» Task to complete: Of the entries below, restate word for word only the section that runs from the line with "like [(231, 167)]" to the line with "like [(237, 44)]", counting both ends.

» Input data:
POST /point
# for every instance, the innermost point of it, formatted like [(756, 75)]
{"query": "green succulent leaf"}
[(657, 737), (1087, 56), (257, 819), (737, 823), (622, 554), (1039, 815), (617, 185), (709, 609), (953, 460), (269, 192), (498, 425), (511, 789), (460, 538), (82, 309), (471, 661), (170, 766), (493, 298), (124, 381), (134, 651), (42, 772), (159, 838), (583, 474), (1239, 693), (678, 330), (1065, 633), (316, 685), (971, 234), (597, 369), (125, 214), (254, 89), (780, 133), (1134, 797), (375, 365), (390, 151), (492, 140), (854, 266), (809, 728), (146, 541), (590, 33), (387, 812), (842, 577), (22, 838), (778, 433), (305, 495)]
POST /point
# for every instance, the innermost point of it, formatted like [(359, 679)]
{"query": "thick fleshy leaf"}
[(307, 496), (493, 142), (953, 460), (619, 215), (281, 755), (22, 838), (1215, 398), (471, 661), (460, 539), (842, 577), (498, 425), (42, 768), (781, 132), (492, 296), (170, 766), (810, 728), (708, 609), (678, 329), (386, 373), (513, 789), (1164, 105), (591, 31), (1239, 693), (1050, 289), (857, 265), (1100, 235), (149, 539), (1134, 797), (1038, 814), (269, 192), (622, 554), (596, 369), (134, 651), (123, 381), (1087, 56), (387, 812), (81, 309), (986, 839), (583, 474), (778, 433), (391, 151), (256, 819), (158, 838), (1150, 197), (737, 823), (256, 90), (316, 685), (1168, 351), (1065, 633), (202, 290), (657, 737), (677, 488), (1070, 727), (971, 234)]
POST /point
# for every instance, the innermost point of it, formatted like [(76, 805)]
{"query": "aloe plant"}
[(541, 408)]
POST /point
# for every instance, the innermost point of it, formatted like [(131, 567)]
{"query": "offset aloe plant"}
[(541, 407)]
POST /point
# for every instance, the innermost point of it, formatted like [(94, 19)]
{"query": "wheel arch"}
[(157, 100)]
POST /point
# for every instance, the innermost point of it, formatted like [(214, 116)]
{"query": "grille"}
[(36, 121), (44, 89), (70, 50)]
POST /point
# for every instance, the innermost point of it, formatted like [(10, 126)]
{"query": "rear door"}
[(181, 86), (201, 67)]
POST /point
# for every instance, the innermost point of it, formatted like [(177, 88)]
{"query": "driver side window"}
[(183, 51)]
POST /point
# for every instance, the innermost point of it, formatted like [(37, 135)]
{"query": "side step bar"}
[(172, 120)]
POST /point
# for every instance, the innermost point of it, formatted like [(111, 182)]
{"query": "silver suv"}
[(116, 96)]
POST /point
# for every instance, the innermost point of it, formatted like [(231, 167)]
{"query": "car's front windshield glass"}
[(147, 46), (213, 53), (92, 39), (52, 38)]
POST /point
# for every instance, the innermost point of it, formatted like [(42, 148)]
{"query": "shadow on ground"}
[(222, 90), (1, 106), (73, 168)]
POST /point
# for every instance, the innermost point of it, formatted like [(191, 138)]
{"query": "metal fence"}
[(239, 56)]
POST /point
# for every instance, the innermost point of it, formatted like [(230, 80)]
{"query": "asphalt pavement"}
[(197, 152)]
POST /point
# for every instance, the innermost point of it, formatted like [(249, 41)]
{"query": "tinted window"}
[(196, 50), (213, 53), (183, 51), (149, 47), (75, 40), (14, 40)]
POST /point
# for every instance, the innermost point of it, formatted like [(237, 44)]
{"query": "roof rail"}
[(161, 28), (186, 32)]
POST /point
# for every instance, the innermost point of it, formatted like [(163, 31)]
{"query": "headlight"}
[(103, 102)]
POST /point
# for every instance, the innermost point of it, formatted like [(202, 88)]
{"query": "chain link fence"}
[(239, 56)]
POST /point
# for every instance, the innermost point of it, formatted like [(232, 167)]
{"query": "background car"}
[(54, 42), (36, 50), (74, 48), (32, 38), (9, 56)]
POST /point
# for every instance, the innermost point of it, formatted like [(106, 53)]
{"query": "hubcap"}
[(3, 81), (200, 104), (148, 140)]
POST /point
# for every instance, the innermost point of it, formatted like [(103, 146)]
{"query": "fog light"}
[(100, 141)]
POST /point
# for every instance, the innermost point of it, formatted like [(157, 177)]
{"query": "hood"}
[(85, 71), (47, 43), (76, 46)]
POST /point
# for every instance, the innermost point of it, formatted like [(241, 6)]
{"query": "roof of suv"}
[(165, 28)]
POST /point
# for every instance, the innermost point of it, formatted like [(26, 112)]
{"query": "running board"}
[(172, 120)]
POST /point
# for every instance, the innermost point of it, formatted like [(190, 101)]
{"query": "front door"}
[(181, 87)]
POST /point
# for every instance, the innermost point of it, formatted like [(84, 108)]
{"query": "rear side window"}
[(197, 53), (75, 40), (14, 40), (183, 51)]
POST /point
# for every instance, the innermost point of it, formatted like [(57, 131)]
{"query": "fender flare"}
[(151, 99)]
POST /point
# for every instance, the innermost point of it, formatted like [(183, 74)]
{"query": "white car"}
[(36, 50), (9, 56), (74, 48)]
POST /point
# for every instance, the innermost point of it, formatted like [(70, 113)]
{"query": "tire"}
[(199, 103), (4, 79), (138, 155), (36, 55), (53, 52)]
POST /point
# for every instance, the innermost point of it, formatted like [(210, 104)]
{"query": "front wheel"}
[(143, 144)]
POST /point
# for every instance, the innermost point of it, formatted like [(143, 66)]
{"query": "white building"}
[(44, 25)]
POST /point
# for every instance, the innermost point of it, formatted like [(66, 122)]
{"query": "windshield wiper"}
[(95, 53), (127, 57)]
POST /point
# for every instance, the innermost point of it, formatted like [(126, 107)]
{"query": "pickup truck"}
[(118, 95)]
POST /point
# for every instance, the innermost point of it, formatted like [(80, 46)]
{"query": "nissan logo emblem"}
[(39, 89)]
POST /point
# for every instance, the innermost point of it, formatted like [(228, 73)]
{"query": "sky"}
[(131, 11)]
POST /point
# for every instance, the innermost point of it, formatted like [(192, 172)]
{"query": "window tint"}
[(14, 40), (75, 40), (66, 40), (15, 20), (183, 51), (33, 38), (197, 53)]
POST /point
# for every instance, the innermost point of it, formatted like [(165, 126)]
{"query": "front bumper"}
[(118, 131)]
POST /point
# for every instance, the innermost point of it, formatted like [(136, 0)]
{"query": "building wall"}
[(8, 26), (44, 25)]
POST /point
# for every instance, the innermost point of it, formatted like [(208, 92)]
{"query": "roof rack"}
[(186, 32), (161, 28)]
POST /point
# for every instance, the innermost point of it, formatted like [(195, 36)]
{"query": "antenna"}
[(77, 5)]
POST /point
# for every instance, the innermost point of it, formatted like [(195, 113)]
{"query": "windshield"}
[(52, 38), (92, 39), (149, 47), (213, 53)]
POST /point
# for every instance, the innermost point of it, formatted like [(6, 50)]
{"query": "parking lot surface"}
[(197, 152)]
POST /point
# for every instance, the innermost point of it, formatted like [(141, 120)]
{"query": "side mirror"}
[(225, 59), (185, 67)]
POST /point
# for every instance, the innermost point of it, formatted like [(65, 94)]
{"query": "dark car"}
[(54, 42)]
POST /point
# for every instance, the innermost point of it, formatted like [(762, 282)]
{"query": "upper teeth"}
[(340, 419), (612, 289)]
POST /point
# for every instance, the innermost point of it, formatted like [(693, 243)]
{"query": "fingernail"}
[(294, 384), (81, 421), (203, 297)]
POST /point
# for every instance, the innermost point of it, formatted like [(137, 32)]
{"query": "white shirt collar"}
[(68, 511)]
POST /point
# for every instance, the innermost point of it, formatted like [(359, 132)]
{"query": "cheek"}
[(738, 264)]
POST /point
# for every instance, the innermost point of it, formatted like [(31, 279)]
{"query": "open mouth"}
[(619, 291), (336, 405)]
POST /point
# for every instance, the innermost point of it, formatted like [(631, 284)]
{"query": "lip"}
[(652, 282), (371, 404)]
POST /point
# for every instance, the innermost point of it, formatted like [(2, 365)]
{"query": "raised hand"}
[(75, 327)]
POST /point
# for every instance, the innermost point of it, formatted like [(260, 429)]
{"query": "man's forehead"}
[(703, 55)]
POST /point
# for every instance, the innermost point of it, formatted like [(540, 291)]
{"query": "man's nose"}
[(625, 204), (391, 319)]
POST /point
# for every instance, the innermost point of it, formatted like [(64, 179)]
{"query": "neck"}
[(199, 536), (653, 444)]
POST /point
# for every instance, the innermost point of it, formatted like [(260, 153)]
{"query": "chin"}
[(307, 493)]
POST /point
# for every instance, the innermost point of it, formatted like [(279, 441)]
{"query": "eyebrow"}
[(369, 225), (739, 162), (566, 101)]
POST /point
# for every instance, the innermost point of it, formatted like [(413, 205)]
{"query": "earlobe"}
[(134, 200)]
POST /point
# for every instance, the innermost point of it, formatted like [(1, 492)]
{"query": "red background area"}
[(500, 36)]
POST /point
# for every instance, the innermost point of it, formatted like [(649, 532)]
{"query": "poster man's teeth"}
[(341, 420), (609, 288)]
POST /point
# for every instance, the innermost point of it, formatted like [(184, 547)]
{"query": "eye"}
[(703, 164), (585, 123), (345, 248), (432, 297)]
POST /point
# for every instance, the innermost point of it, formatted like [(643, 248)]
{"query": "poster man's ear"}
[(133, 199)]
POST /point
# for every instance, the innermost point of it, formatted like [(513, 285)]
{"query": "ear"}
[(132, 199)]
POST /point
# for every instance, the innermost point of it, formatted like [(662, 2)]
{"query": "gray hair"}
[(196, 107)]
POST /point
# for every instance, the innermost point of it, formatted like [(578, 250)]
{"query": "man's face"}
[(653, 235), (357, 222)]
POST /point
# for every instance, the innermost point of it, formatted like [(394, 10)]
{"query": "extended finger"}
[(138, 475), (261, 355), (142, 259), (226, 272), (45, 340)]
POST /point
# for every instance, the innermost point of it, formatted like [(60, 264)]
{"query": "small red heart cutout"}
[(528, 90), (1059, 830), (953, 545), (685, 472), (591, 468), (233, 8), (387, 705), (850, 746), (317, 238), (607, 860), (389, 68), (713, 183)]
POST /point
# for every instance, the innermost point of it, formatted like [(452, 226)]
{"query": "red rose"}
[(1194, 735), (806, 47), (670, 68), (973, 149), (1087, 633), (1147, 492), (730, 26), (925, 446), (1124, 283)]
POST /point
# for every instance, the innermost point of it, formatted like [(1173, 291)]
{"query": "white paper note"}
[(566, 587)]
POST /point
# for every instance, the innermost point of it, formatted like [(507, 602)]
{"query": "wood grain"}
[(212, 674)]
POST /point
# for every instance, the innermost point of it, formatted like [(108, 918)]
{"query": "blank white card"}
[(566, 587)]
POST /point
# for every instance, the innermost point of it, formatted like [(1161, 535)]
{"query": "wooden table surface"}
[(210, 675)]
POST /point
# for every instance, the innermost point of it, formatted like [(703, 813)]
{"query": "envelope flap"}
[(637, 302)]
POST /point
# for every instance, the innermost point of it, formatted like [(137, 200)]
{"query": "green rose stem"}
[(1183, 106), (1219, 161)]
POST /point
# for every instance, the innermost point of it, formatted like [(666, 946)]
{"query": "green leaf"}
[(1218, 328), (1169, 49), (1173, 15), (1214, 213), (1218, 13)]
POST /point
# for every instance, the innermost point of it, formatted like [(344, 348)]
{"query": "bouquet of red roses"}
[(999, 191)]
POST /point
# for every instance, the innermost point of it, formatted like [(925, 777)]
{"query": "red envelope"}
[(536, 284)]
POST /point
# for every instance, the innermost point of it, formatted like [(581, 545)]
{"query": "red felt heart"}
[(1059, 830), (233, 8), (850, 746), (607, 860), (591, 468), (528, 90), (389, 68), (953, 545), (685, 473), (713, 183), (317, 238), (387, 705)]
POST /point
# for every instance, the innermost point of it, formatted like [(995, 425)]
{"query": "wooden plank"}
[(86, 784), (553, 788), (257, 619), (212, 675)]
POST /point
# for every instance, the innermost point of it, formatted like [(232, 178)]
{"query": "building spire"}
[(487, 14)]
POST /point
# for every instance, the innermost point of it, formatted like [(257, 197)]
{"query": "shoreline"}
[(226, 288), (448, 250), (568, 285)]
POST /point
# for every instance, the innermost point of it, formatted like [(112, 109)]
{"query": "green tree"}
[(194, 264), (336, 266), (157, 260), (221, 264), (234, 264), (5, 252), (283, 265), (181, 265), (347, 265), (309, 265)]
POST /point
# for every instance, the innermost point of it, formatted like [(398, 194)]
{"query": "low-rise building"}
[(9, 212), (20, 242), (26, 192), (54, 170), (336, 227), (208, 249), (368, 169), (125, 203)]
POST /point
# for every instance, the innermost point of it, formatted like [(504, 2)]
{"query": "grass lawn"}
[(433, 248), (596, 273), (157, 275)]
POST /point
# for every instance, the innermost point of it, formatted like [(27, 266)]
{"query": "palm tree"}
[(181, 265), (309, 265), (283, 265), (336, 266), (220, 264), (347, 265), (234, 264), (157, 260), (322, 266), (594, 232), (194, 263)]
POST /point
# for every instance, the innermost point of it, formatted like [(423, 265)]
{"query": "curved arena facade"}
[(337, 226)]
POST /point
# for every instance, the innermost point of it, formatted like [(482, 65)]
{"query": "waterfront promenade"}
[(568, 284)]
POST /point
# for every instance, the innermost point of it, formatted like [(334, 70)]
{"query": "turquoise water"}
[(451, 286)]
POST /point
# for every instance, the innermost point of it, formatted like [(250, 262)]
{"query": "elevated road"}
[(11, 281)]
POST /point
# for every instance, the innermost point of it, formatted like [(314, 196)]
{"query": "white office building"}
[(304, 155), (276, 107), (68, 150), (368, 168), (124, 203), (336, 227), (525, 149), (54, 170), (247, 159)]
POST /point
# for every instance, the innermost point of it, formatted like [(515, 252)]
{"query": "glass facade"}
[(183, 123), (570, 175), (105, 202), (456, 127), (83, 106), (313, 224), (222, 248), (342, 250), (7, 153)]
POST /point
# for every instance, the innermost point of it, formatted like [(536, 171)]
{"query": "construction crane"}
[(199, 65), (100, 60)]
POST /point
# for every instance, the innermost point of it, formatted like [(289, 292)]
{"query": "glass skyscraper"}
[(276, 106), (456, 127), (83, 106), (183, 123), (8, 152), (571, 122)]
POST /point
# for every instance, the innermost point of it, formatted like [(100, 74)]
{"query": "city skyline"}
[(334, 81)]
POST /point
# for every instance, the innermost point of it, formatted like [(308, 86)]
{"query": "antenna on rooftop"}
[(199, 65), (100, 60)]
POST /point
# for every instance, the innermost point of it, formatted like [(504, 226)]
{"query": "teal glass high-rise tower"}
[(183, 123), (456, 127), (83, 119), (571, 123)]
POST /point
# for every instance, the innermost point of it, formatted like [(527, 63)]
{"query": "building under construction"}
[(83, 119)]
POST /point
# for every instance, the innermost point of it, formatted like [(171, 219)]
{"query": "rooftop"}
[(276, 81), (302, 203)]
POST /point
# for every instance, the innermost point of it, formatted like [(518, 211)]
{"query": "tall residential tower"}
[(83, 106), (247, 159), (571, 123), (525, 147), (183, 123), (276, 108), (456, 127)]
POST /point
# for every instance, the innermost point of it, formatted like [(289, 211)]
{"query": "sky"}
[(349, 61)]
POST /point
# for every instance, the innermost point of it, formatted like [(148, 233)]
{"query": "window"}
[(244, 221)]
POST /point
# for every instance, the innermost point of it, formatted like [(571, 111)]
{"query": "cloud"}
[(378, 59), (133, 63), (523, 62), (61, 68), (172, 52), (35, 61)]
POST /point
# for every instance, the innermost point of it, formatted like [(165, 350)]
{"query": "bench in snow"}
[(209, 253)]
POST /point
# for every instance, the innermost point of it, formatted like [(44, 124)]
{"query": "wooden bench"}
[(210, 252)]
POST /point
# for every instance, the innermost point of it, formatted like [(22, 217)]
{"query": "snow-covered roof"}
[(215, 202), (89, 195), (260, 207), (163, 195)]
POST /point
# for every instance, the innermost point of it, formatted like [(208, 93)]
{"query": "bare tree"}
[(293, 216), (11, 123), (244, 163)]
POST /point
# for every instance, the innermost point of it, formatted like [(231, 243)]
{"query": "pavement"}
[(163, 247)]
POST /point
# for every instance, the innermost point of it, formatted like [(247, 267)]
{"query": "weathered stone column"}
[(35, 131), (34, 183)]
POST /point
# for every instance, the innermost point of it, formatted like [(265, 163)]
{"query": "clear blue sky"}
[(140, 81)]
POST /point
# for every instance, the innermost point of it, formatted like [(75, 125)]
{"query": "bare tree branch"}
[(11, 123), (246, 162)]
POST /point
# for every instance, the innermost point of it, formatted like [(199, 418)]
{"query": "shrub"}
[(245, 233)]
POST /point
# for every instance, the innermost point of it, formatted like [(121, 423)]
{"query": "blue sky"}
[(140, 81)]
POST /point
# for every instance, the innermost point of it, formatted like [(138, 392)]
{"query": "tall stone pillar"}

» Output for this exercise:
# for every instance, the innermost point of it, formatted like [(231, 167)]
{"query": "car's front windshield glass"}
[(147, 46), (213, 53), (92, 39), (52, 38)]
POST /point
# for every instance, the innermost point of it, formatted like [(42, 148)]
{"query": "shadow on ground"}
[(222, 90), (1, 106), (73, 168)]
POST /point
# for every instance, the innermost point of it, formatted like [(191, 138)]
{"query": "metal fence"}
[(239, 56)]
POST /point
# for every instance, the innermost point of it, formatted like [(230, 80)]
{"query": "asphalt pavement"}
[(197, 152)]
POST /point
# for every instance, the innermost point of it, formatted like [(249, 41)]
{"query": "tinted window"}
[(196, 50), (213, 53), (183, 51), (149, 47), (75, 40), (14, 40)]
POST /point
# for every instance, the innermost point of it, formatted like [(237, 44)]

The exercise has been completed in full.